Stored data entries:
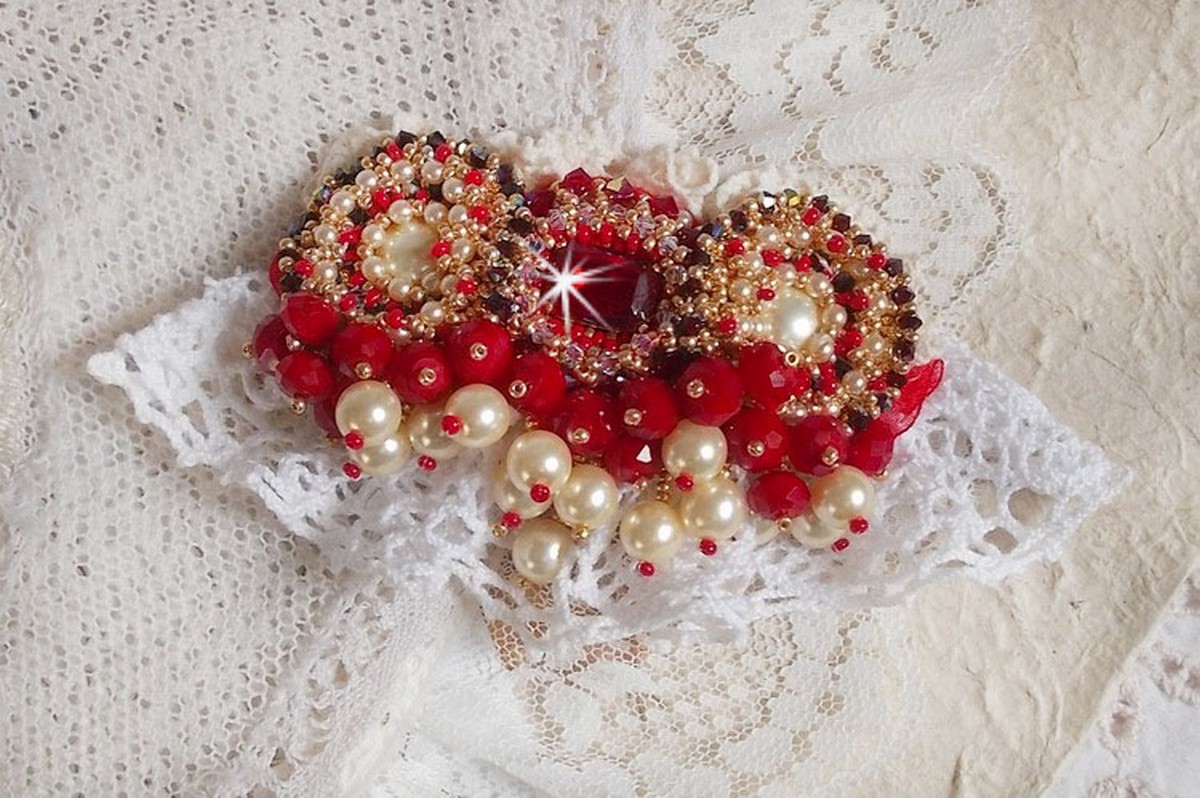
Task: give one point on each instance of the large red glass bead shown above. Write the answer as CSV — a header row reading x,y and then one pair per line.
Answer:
x,y
778,496
709,391
480,351
647,408
310,318
757,439
870,450
305,376
767,378
819,445
630,459
360,345
270,343
537,384
420,373
587,423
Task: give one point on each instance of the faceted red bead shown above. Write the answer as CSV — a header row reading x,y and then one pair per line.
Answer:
x,y
479,351
587,423
360,345
310,318
870,450
768,379
709,391
757,439
420,373
537,385
630,460
647,408
819,445
305,376
269,343
778,496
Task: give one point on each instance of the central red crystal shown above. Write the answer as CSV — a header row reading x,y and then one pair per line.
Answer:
x,y
621,289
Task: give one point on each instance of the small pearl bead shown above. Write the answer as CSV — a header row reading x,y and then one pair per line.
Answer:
x,y
370,408
588,499
843,495
484,413
713,509
342,202
538,457
540,549
651,532
696,450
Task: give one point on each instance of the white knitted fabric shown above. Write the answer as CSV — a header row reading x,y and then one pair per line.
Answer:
x,y
165,633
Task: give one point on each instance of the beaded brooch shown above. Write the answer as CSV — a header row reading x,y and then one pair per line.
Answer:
x,y
755,369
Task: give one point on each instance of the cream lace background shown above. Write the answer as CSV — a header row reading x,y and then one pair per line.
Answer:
x,y
162,633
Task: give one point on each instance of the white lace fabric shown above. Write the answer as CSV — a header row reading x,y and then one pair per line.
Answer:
x,y
163,631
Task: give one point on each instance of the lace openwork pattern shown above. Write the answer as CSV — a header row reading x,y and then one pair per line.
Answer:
x,y
210,648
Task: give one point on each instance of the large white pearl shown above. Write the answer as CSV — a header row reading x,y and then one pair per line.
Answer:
x,y
406,247
427,437
793,319
651,532
540,549
588,499
484,413
713,509
538,457
843,495
383,459
695,450
370,408
510,498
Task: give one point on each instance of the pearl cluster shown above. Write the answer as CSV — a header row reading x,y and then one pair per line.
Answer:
x,y
749,373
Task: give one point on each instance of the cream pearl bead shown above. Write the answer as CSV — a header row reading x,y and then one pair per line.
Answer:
x,y
694,449
484,413
814,535
588,499
383,459
843,495
795,319
713,509
538,457
651,532
370,408
540,549
510,498
427,437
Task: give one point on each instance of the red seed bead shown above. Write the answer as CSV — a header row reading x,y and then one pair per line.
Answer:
x,y
420,373
647,408
305,376
630,460
587,423
709,391
270,342
479,351
778,496
757,439
310,318
819,445
537,384
768,379
360,345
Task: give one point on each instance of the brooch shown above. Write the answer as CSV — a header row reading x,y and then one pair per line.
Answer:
x,y
751,369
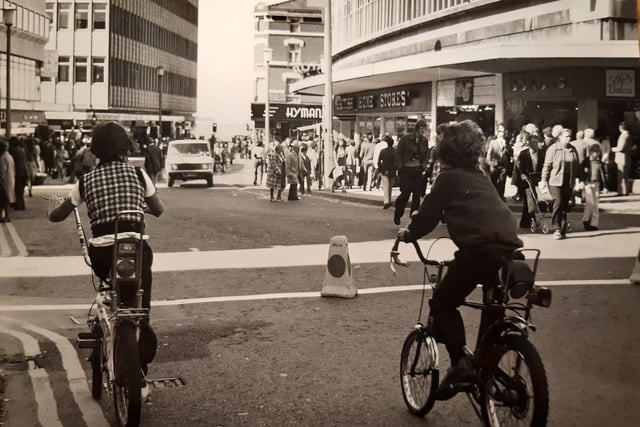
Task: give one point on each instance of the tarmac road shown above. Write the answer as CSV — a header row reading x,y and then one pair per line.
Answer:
x,y
298,359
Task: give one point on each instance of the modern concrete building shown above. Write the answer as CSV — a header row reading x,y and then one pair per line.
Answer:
x,y
29,33
294,30
573,62
134,61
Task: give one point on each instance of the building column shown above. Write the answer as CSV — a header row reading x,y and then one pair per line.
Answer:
x,y
434,113
499,101
587,113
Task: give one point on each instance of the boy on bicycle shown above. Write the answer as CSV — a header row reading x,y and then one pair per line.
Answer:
x,y
479,223
114,186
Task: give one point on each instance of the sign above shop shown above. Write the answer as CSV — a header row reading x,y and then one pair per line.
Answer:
x,y
288,112
401,98
621,83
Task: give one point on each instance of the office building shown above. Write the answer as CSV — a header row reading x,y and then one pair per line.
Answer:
x,y
294,30
133,61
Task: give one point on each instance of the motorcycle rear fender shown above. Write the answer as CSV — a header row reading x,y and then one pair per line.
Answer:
x,y
508,325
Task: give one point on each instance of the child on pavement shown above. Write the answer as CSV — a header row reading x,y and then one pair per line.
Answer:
x,y
479,223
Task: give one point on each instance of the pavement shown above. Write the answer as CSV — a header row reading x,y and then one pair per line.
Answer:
x,y
620,243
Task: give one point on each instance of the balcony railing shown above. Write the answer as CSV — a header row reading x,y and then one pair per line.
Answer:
x,y
356,21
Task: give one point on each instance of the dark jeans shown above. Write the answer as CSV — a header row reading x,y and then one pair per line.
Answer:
x,y
293,192
468,270
499,179
561,197
411,184
20,183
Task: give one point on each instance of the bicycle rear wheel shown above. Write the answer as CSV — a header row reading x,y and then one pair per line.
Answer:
x,y
126,388
419,373
518,393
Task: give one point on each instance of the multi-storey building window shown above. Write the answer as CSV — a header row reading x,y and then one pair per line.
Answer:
x,y
294,54
80,71
82,16
97,70
64,9
99,16
50,7
63,69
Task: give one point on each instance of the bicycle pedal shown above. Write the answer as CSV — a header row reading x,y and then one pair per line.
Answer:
x,y
87,340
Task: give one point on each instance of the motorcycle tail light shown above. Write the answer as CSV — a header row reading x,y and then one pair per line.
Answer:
x,y
126,268
540,296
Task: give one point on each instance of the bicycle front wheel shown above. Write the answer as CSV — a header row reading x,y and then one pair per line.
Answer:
x,y
419,373
97,363
126,389
517,393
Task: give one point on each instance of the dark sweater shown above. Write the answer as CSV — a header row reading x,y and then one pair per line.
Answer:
x,y
477,219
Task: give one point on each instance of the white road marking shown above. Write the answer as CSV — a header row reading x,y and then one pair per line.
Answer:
x,y
581,245
290,295
91,410
43,393
22,249
5,249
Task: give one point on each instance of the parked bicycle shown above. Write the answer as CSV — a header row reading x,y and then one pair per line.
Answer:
x,y
114,324
509,384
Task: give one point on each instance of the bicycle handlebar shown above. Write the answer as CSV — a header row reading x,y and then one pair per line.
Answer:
x,y
395,256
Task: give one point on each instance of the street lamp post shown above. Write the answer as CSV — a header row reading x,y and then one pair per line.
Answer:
x,y
9,19
268,54
160,74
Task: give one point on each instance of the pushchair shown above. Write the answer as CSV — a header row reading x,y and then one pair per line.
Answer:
x,y
539,209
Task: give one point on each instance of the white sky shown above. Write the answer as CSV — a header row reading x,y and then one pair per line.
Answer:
x,y
225,66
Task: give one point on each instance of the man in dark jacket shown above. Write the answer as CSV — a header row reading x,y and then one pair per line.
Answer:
x,y
412,162
22,173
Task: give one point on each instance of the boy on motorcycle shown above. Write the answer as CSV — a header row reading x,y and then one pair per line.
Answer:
x,y
479,223
114,186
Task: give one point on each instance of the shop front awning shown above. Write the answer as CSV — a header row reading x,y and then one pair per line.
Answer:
x,y
471,61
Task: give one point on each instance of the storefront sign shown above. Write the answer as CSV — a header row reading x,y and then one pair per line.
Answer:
x,y
464,91
308,70
384,100
621,83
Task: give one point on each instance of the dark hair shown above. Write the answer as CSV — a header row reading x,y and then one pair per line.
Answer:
x,y
460,144
109,141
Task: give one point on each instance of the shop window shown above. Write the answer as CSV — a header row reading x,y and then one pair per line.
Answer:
x,y
82,16
63,69
64,9
50,7
80,71
294,54
97,70
99,16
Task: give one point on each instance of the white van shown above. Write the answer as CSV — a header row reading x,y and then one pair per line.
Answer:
x,y
189,159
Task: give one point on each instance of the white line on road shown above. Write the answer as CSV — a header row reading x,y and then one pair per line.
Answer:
x,y
289,295
91,410
5,250
43,393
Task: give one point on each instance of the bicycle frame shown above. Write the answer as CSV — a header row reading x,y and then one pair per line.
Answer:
x,y
496,299
107,310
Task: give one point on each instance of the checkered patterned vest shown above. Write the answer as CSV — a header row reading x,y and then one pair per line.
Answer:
x,y
111,188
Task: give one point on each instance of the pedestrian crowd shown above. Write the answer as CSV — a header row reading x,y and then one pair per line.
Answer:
x,y
552,169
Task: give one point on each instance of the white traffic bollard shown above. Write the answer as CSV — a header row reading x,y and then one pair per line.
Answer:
x,y
338,281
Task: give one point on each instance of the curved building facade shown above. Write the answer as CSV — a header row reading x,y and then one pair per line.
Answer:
x,y
573,62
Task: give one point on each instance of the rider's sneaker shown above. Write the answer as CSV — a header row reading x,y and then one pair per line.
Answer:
x,y
460,373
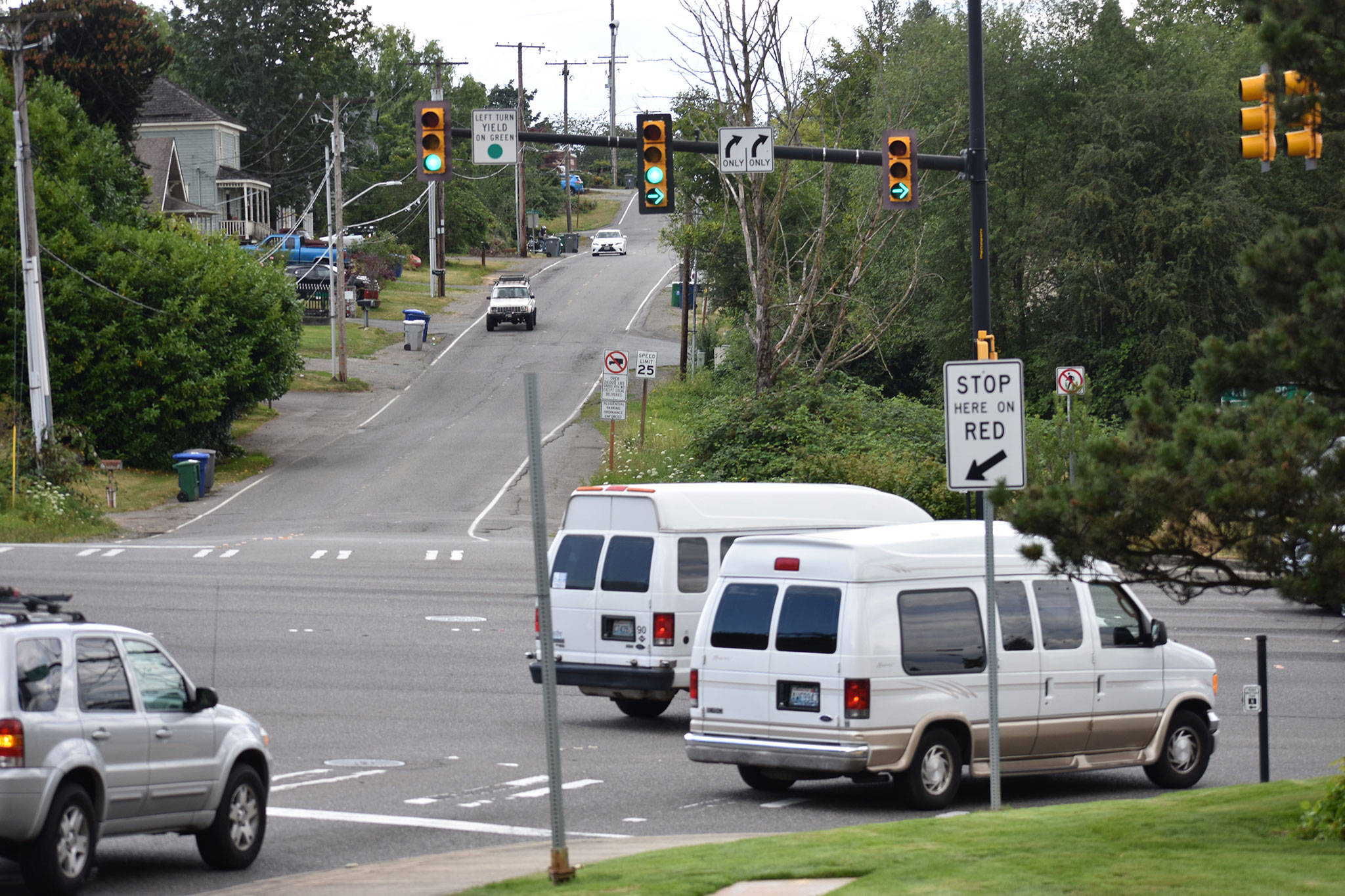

#### [Task to complete]
Wherever the string "bicycle" is found in the entries, copy the line it sits in.

#### [Answer to this problem]
Task: give one point on each instance of the boy on bicycle shown above. Write the answer as CSV — a header row reading x,y and then one pair per line.
Task: give one point on each instance of the bicycle rear wheel shown above. Write the answer as CSV — a header row reading x,y and then one pair per line.
Task: give one point on each instance of the bicycle pedal shown above. Write the answer as CSV — a header row reading x,y and then one pair per line.
Task: give one point on each instance of the bicycle front wheel shown above. Write the answer as CSV — a header row reading x,y and then one pair per line.
Task: give one point on each instance of the parked bicycle shown above. Write the answer as CSV — a header row reading x,y and then one pair per line.
Task: give one point on each instance of the bicycle handlebar shown above. Write the answer as CSV — a header row reading x,y and then one pair per line.
Task: give one point on each instance of the bicycle frame shown above. Write the answer as CSV — a header row reading x,y and then one pair per line.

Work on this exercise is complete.